* Assignment
Copy out exactly every line from the line containing "of the text" until the records below end, inclusive of both boundary lines.

* Data provided
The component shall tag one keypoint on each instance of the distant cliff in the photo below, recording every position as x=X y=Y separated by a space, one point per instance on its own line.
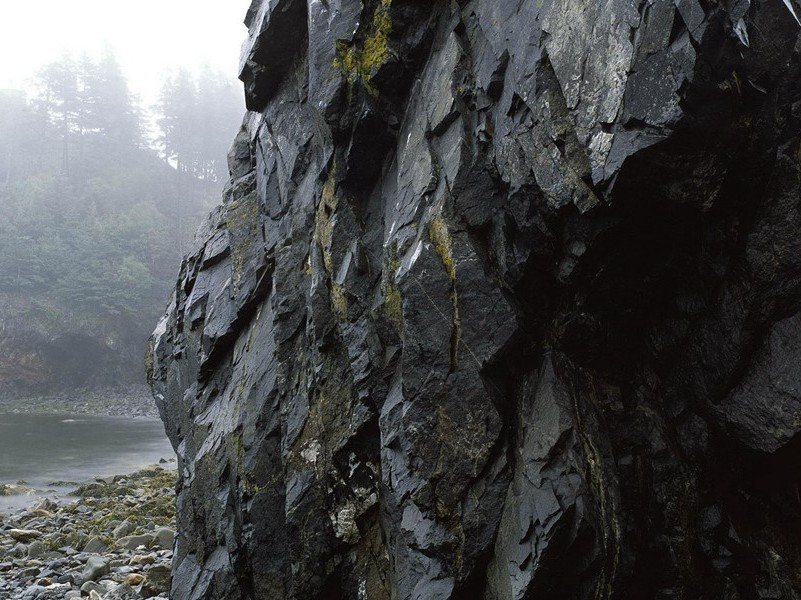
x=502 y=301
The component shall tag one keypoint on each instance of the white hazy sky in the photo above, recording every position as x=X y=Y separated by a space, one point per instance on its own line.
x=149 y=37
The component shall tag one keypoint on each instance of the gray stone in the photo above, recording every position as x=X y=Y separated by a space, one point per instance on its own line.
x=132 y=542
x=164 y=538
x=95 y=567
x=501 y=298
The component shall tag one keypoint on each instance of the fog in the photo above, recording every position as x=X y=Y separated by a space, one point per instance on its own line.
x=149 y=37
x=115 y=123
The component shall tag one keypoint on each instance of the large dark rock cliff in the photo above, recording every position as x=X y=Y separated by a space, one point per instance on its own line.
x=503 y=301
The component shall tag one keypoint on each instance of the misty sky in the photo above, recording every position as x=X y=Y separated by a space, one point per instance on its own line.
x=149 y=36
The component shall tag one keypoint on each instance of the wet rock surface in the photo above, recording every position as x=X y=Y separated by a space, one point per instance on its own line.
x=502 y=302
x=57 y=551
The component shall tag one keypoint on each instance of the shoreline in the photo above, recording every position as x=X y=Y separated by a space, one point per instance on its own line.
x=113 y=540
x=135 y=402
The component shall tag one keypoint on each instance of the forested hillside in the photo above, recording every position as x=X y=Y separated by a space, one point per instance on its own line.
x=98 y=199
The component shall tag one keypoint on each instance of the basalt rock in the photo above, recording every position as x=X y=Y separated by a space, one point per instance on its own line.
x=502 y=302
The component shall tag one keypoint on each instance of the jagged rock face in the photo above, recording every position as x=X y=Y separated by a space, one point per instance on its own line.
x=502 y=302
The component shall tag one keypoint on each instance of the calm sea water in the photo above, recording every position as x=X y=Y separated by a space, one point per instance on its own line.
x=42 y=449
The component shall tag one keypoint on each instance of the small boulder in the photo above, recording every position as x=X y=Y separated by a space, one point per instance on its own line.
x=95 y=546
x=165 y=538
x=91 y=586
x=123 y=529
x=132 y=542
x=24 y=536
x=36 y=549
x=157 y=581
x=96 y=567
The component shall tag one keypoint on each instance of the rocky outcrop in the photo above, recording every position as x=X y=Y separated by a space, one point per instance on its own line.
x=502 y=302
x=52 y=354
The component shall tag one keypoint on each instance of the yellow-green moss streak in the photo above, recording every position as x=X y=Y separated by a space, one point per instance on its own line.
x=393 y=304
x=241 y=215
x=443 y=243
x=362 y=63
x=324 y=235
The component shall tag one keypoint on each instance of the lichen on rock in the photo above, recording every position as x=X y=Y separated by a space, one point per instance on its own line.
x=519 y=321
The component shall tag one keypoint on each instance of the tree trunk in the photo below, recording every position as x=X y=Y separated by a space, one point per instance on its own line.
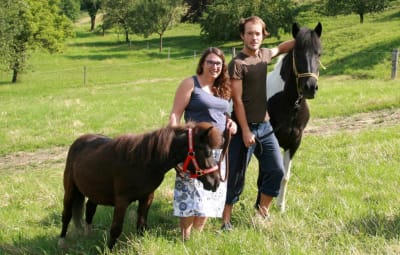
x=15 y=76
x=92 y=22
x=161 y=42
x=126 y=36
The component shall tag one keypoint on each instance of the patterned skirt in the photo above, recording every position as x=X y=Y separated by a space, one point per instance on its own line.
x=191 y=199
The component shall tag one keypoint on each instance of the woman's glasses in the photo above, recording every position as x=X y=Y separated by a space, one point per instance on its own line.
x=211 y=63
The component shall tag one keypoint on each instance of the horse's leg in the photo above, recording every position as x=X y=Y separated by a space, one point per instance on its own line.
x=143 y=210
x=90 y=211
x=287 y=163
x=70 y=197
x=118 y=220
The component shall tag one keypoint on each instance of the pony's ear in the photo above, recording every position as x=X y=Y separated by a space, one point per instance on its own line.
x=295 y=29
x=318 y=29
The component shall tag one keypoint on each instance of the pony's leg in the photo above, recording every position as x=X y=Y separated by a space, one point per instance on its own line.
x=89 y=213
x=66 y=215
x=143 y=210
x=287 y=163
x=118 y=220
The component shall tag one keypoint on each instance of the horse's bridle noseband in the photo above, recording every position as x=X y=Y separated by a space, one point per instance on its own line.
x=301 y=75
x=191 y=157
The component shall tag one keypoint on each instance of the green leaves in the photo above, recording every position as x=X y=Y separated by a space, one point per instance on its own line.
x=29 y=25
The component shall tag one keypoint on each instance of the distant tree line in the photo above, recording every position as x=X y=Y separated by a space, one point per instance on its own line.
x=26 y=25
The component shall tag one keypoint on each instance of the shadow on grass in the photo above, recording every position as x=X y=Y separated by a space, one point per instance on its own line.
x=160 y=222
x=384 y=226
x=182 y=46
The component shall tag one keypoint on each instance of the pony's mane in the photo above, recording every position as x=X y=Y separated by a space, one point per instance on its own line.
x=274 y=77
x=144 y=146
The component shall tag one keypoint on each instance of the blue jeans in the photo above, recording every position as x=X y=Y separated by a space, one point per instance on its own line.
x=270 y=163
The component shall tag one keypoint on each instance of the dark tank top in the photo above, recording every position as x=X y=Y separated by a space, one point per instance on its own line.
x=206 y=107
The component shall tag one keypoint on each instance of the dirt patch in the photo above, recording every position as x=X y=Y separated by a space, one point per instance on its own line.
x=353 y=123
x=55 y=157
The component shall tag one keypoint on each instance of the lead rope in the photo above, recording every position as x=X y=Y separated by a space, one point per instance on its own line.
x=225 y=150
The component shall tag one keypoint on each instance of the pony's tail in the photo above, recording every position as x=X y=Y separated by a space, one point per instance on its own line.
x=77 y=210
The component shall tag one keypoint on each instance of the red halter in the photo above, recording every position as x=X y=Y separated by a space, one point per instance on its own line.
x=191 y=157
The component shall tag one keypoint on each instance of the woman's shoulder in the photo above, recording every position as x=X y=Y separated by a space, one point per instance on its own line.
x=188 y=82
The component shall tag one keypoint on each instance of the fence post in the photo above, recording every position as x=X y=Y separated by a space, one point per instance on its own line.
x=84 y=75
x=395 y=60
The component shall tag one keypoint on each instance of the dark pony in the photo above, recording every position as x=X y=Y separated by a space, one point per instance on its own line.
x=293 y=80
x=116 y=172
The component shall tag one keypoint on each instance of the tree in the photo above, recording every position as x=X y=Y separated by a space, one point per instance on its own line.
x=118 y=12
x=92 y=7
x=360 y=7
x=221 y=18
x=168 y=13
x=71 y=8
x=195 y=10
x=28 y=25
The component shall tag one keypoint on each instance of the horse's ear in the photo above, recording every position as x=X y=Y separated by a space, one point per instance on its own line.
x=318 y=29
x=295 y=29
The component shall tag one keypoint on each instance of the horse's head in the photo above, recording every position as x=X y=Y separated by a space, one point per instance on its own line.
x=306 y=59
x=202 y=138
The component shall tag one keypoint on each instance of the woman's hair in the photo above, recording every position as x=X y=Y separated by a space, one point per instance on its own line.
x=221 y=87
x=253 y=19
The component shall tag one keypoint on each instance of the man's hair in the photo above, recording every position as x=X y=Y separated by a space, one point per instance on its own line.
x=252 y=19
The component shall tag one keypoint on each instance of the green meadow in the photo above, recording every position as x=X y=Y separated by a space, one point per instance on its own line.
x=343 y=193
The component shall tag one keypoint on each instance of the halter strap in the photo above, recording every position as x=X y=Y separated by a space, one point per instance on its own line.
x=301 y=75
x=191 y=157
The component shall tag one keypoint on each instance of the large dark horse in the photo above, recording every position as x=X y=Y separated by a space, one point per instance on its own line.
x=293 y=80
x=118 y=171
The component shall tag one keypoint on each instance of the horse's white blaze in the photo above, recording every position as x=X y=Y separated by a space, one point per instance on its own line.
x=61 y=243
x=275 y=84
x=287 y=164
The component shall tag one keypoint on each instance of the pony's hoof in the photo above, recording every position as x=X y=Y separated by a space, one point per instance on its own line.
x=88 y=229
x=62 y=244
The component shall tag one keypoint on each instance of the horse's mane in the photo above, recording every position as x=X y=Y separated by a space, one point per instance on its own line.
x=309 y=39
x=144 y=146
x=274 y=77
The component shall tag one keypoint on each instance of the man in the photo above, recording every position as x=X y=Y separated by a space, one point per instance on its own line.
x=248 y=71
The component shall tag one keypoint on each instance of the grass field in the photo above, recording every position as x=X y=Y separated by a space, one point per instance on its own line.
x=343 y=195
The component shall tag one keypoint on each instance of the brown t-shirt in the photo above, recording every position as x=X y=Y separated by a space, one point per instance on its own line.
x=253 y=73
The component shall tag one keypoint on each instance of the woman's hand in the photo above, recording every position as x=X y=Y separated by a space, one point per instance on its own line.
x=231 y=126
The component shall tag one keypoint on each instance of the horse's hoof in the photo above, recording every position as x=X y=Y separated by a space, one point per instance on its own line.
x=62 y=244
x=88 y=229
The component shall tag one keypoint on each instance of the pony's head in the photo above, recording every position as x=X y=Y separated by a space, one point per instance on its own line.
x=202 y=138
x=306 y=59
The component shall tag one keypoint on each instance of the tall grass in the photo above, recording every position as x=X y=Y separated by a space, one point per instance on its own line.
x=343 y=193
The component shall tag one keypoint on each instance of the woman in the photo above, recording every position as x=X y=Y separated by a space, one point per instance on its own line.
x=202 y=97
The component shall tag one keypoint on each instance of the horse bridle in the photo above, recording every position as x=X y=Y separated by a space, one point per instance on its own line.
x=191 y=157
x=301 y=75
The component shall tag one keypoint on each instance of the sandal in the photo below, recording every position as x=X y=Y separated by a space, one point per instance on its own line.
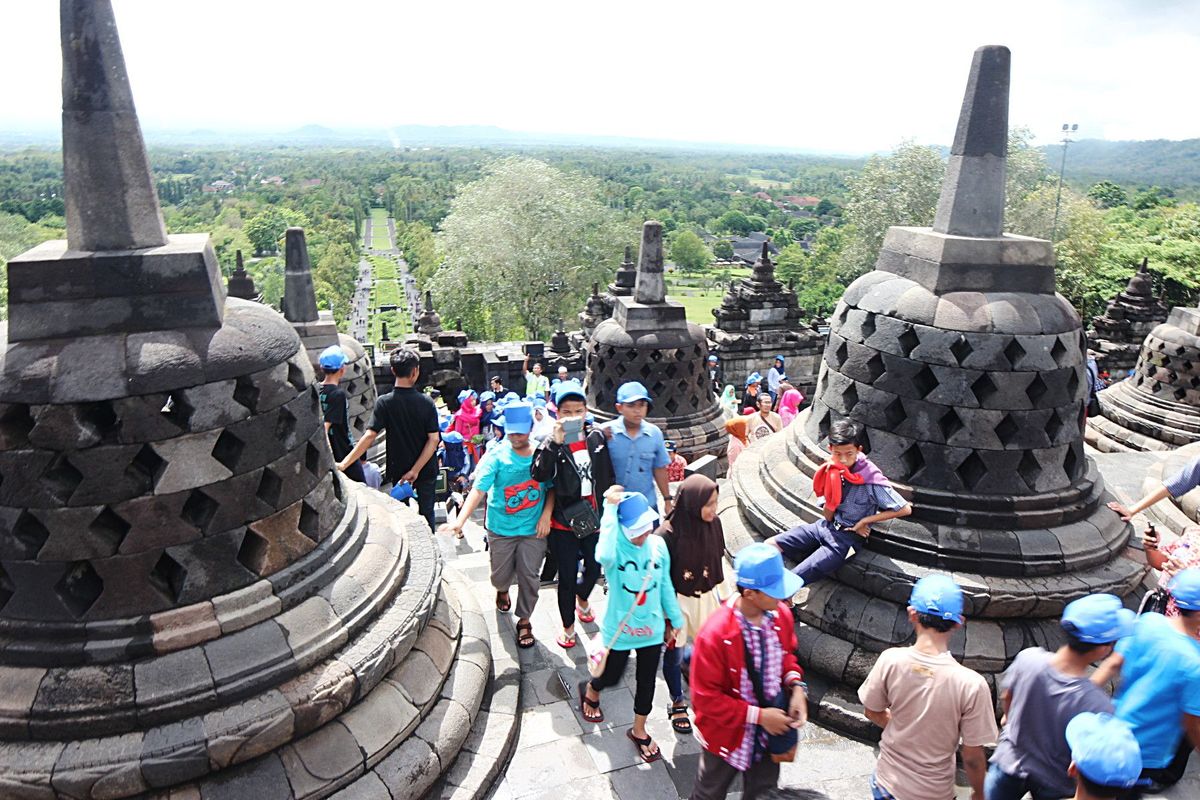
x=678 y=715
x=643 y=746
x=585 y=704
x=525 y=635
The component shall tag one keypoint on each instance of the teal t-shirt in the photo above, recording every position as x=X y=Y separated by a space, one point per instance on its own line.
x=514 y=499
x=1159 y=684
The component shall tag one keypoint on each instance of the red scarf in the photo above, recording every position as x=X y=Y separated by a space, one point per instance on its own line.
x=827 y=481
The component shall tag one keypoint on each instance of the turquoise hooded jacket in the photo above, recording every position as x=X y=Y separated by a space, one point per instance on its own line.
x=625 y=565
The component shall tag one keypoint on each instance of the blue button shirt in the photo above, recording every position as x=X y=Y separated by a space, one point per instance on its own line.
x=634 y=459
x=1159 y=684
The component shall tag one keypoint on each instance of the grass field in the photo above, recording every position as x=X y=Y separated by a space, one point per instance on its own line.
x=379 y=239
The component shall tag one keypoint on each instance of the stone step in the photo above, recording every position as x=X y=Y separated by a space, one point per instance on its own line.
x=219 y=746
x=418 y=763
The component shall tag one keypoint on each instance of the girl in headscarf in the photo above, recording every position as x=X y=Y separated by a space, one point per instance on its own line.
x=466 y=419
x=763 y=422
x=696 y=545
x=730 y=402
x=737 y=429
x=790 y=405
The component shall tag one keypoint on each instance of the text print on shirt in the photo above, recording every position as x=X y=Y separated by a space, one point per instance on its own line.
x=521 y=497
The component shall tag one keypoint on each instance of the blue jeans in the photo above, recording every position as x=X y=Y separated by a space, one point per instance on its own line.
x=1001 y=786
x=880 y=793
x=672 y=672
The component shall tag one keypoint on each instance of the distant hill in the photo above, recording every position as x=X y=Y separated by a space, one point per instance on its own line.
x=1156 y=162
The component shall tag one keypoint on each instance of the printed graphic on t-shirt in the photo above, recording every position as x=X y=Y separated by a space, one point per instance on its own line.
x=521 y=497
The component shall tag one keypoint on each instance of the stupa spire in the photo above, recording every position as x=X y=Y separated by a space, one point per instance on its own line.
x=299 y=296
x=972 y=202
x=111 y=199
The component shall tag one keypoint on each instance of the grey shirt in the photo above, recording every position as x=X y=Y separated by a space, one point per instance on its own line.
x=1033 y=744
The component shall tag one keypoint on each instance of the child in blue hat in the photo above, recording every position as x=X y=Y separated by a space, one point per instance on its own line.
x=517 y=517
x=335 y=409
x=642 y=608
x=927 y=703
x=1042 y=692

* Written reply
The component shall tag one keypoint on each instance of the text print on shirt in the photo above, recording every position as x=X y=Y separated by a space, one point per instance on its own line.
x=521 y=497
The component shall tag one keypoint on each instance of the blue jeans in the photo above, recording every position as x=X y=Y separated by a space, one point per instance on its own line.
x=1001 y=786
x=880 y=793
x=672 y=672
The component shall tag one keypoint on each instance of the distant hill in the photo above, recording every position as x=X y=Y separated by a space, one point per instance on its own line.
x=1156 y=162
The component shall tag one keypoint on each instance of the printed graphic on t-shirt in the photo above, recording every position as x=X y=Y separated by a space, one point per instance on its own line.
x=521 y=497
The component shall tag one keypoint on each instance of the stupa spire in the photo above, recording every position as x=X y=Y separated by a space, one point per instance on its own line.
x=299 y=296
x=972 y=202
x=111 y=199
The component shall tag one keypoint on each instance of the grey shirt in the photo above, recording every position as x=X y=Y separated by a space, one point per instance on its own line.
x=1033 y=744
The component shall tag one keypoint on each instance of the child in blue hat in the photo above, recording every position as x=X y=Y separated by a space, one point per instance on its own line.
x=517 y=517
x=335 y=409
x=642 y=608
x=927 y=703
x=1042 y=692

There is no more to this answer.